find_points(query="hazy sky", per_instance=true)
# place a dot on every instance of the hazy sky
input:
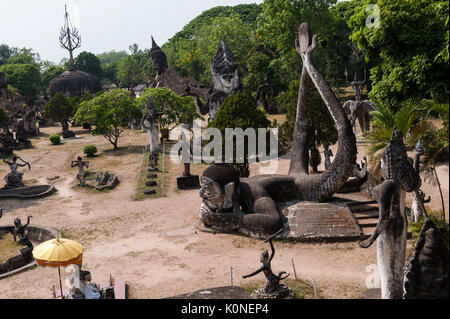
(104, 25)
--
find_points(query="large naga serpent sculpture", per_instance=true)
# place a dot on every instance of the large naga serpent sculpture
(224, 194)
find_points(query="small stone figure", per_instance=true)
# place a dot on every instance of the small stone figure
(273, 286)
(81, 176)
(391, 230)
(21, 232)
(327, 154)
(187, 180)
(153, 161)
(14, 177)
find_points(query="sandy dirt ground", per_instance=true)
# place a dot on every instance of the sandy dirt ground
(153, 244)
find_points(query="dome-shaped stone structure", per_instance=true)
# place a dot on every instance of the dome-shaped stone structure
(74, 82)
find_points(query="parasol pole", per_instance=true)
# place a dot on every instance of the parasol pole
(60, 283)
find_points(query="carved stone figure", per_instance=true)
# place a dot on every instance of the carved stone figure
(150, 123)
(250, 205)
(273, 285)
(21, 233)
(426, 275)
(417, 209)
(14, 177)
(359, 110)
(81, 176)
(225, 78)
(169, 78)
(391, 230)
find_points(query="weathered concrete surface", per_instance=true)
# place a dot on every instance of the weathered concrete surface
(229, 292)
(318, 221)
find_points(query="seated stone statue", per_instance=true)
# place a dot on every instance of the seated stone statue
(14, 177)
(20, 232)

• [Written request]:
Please report every line of the items above that contains the word "true", copying each such line in full. Treat uppercase and lowercase as different when matching.

• [Response]:
find_points(query="hazy sky", per_instance=true)
find_points(query="large naga serpent sculpture", per_instance=true)
find_points(query="small stone figure", per_instance=true)
find_points(query="sandy dirt ground", per_instance=true)
find_points(query="dome-shaped stone structure", per_instance=true)
find_points(query="parasol pole", per_instance=true)
find_points(query="carved stone figure", per_instance=true)
find_points(query="weathered concrete surface", per_instance=true)
find_points(query="seated stone statue", per_instance=true)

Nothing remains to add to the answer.